== EXERCISE AIM ==
Filter the data for lines with the word "sleeve", then copy every line so identified.

== EXTRACTED MATERIAL ==
+ + + + + + +

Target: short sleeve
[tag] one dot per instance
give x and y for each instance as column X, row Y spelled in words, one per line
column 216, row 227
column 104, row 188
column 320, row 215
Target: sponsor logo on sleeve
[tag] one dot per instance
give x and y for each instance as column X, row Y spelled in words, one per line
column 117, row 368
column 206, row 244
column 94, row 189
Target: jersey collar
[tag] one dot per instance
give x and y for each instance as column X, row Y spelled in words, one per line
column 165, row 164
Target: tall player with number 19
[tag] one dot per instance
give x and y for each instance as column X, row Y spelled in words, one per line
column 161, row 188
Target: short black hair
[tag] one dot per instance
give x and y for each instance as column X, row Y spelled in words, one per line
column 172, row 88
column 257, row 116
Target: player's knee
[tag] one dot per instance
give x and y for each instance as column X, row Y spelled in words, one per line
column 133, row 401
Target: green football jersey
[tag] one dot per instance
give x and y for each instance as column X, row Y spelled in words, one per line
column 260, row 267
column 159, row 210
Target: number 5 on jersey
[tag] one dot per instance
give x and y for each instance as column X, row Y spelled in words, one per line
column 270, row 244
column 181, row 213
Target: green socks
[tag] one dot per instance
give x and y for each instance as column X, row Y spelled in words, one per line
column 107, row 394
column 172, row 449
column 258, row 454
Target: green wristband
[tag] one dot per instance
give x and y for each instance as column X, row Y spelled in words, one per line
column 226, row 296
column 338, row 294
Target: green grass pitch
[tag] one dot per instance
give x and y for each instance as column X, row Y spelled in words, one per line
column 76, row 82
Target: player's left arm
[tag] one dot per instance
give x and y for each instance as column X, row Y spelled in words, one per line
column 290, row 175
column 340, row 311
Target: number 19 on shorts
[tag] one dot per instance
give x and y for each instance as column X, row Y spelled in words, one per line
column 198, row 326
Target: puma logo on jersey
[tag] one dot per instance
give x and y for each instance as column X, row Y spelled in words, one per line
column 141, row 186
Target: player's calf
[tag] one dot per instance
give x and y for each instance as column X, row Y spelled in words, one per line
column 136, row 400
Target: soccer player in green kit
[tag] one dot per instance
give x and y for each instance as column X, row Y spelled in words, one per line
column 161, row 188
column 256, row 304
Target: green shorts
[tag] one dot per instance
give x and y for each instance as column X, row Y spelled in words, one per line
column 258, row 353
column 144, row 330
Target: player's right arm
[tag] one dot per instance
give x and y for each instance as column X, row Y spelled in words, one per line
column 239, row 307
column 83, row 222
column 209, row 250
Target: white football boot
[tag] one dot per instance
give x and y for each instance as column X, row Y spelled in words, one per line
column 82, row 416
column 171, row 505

+ + + + + + +

== EXERCISE SOLUTION ==
Target: short sleeve
Target: sponsor logo on sleeve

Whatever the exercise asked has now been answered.